Point annotations for photos:
'''

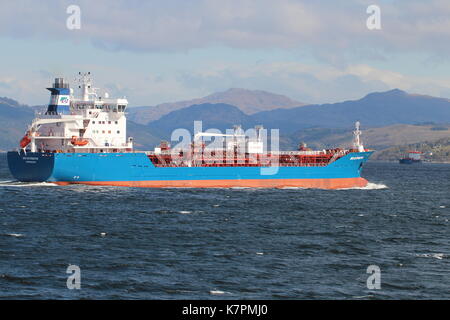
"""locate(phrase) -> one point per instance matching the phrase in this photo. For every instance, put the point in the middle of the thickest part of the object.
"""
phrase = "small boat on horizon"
(412, 157)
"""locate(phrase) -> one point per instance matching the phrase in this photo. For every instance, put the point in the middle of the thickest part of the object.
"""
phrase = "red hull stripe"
(338, 183)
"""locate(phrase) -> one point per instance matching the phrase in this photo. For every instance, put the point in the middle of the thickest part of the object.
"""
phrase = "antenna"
(357, 143)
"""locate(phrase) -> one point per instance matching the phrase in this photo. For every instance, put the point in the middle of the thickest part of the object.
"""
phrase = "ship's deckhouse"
(86, 122)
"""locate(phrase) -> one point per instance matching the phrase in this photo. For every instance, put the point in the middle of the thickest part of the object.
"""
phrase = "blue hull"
(135, 169)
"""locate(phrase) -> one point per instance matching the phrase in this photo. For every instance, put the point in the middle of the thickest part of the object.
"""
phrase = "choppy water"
(229, 243)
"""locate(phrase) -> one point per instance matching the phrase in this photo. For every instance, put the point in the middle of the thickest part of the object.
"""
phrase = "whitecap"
(370, 186)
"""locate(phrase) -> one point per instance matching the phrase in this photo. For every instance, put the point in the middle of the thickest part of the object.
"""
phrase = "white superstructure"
(85, 122)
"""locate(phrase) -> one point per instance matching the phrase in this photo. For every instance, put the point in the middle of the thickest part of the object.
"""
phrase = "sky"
(157, 51)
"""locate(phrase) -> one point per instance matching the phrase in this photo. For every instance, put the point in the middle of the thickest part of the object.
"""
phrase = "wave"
(370, 186)
(17, 235)
(12, 183)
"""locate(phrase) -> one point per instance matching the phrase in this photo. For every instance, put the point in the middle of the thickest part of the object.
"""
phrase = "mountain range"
(389, 119)
(248, 101)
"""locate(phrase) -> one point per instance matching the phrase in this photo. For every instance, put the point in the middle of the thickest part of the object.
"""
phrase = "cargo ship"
(81, 139)
(411, 157)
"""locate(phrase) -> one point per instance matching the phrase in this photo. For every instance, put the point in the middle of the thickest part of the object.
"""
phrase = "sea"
(389, 240)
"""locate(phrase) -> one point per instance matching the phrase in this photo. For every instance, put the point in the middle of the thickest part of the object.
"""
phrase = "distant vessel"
(82, 140)
(412, 157)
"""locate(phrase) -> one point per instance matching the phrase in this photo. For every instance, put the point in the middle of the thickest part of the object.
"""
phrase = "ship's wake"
(15, 183)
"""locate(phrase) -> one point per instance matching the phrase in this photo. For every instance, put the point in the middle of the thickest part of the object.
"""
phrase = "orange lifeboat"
(78, 142)
(25, 140)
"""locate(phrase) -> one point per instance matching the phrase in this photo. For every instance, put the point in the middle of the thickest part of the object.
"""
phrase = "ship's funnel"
(60, 97)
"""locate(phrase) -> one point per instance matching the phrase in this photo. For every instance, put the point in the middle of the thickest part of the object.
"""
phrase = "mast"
(357, 143)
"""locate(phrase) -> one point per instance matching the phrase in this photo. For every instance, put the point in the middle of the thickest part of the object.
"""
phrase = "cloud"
(334, 31)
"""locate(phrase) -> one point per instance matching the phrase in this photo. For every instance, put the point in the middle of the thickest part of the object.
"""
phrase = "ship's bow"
(30, 166)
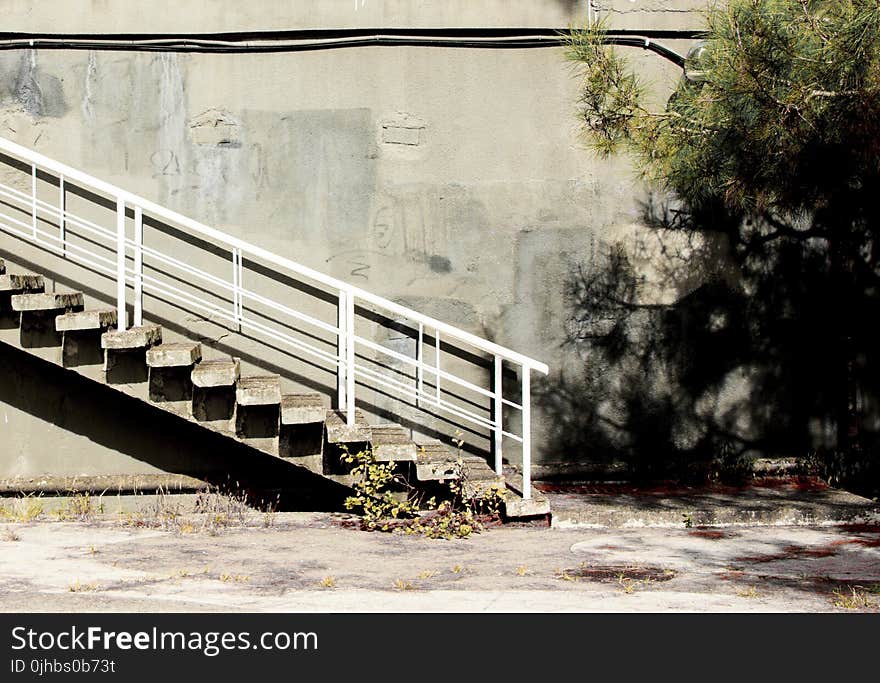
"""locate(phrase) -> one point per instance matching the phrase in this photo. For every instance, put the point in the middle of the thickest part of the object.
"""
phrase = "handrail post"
(341, 353)
(527, 432)
(138, 266)
(34, 200)
(62, 208)
(498, 406)
(120, 264)
(349, 357)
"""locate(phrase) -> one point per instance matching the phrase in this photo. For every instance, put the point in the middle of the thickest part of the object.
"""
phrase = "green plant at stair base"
(404, 512)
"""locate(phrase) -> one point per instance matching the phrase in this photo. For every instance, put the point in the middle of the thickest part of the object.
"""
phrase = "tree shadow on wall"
(703, 342)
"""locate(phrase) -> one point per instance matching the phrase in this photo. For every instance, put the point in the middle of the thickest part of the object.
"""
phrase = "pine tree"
(772, 140)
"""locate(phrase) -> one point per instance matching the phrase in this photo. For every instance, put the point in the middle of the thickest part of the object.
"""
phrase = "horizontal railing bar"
(426, 368)
(29, 236)
(52, 209)
(185, 267)
(428, 398)
(75, 175)
(296, 343)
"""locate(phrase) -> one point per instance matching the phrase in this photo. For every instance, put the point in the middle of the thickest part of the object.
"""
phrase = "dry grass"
(23, 509)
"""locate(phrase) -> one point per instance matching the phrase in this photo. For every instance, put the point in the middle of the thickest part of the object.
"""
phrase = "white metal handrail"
(348, 297)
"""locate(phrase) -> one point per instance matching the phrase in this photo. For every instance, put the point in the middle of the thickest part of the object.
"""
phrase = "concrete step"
(435, 462)
(302, 409)
(21, 283)
(393, 443)
(81, 321)
(263, 390)
(338, 431)
(515, 506)
(132, 339)
(478, 478)
(34, 302)
(210, 374)
(177, 355)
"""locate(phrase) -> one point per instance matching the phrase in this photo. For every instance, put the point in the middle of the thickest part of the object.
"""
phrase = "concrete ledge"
(46, 302)
(18, 283)
(435, 462)
(85, 320)
(216, 373)
(134, 338)
(100, 483)
(264, 390)
(302, 409)
(174, 355)
(781, 505)
(338, 430)
(393, 443)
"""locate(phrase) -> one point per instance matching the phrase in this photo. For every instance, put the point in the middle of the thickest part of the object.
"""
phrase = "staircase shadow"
(152, 436)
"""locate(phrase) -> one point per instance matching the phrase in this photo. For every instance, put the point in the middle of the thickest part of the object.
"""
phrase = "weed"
(78, 507)
(565, 576)
(383, 509)
(857, 599)
(23, 509)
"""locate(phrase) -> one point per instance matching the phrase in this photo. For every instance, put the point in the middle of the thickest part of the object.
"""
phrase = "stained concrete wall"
(450, 180)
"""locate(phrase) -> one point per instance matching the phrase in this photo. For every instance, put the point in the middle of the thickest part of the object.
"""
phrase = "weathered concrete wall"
(450, 180)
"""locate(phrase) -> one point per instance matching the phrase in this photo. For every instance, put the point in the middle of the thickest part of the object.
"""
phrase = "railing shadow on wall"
(315, 331)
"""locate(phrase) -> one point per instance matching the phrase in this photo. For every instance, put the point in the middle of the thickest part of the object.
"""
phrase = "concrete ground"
(220, 560)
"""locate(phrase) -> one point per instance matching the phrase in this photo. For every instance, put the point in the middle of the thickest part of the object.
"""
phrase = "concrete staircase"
(299, 428)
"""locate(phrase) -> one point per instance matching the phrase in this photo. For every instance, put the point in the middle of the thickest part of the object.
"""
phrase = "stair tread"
(435, 462)
(391, 442)
(223, 372)
(338, 430)
(46, 301)
(258, 390)
(133, 338)
(92, 319)
(302, 409)
(18, 282)
(174, 355)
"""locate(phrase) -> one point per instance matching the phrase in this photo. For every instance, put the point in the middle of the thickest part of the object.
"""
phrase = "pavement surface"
(223, 560)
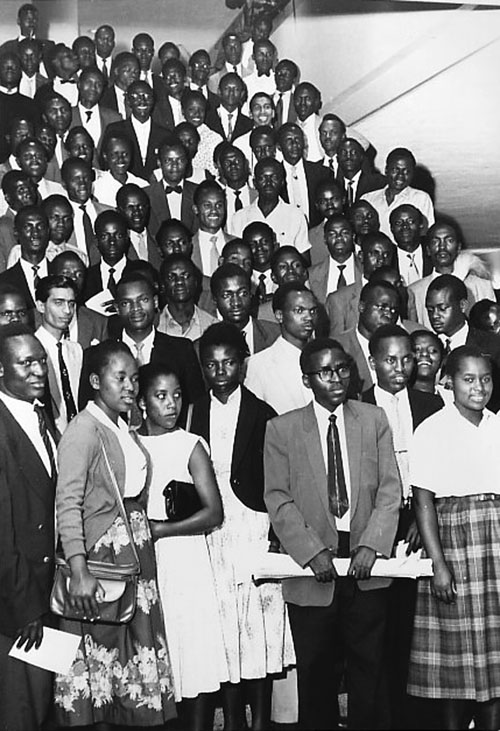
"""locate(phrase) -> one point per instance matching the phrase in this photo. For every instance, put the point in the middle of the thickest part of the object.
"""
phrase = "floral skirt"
(122, 673)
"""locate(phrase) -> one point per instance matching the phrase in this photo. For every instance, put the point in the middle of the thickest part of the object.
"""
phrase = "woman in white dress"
(185, 578)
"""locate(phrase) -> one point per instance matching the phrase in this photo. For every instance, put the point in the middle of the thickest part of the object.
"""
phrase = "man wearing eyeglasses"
(332, 489)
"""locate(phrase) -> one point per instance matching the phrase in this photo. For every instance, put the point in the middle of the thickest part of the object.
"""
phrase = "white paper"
(56, 653)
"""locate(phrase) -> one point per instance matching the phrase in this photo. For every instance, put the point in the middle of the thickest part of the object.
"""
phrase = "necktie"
(42, 427)
(341, 282)
(238, 205)
(87, 229)
(214, 255)
(112, 281)
(69, 401)
(337, 490)
(279, 110)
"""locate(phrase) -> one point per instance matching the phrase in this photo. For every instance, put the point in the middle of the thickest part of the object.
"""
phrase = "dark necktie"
(238, 205)
(341, 280)
(337, 490)
(88, 229)
(42, 427)
(69, 401)
(112, 281)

'''

__WHAT YOU SHOULD DO__
Filter the items above and copy out every line that contains the string "wall". Treat uppercase and lowercase as different, so match the case exactly.

__SOLVED PROBLEM__
phrase = "tree shadow on wall"
phrase = "stained concrete wall"
phrase = "weathered concrete wall"
phrase = "railing shadow on wall"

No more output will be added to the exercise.